■ **What the task requires**
Please pick out each line in the records below that contains the word "surface" and copy those lines.

■ **Data records**
^^^^^^^^^^^^^^^^

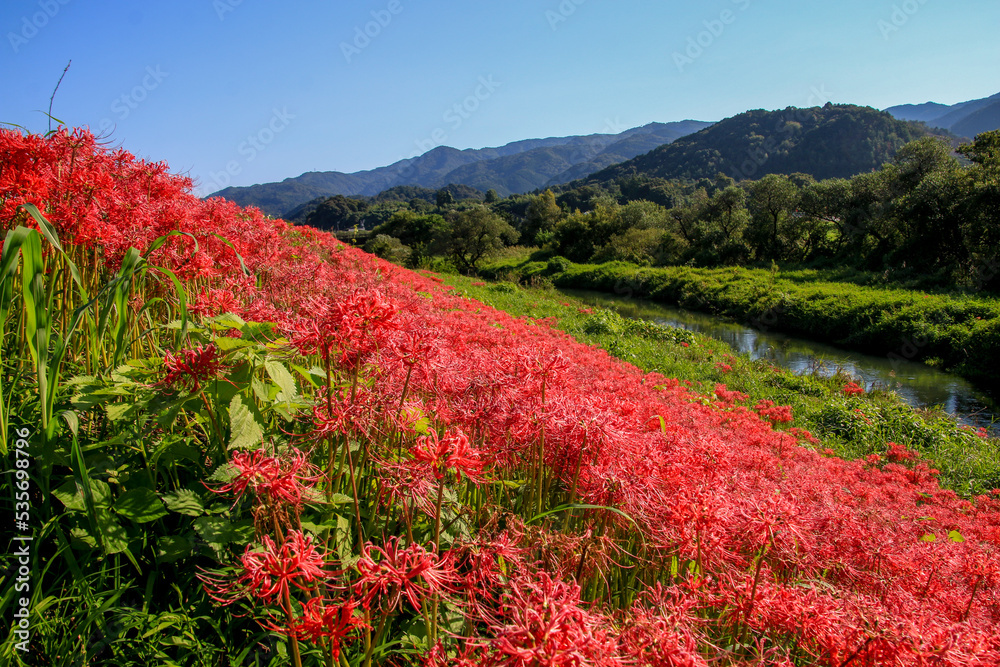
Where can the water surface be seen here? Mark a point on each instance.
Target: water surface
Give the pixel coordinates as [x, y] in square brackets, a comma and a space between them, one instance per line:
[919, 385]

^^^^^^^^^^^^^^^^

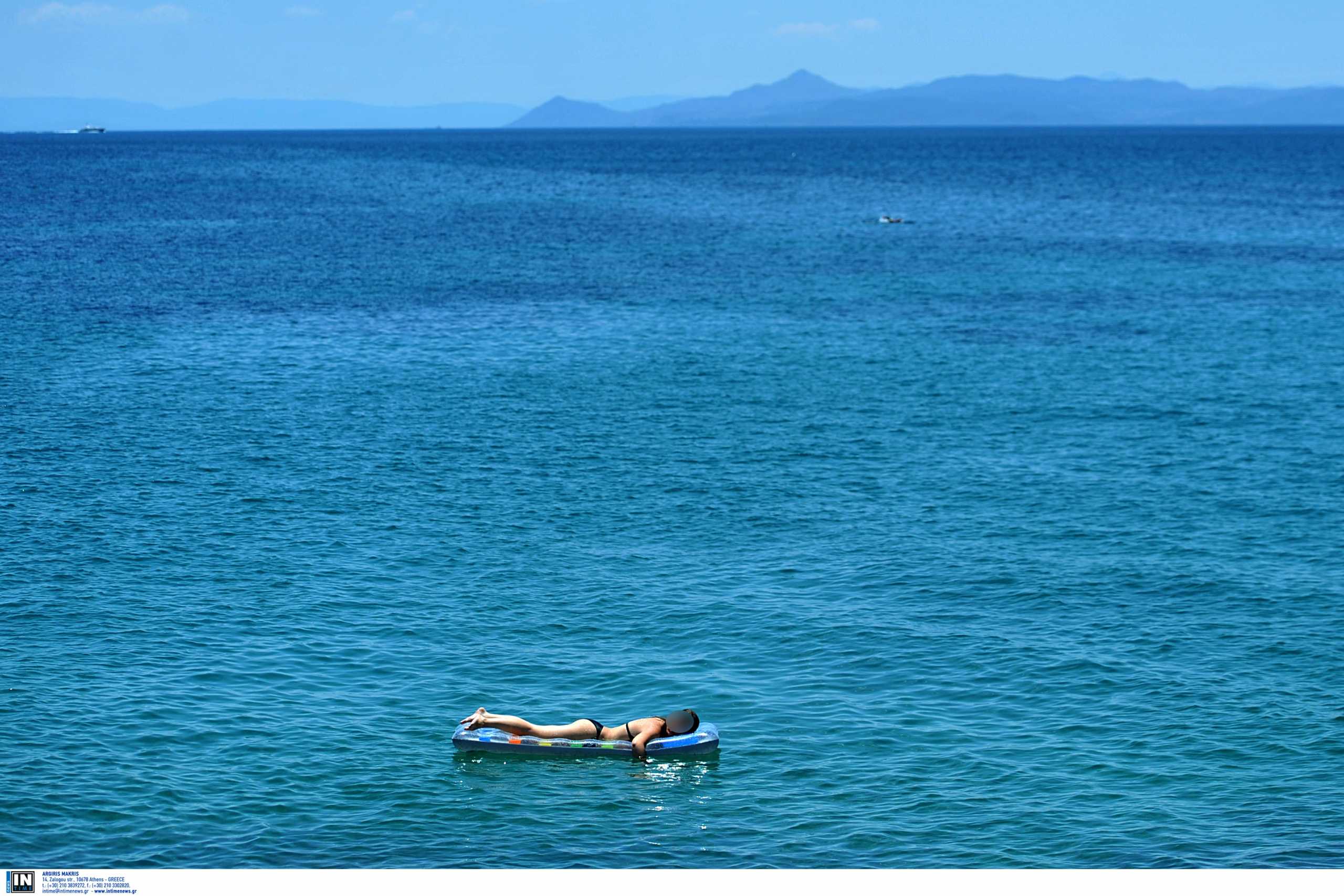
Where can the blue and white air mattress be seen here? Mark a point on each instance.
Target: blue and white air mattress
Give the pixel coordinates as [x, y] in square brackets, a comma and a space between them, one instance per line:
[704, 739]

^^^^^^^^^^^^^^^^

■ **Written response**
Where can the water surface be seen here? Mark a point on each instance.
Target: water surface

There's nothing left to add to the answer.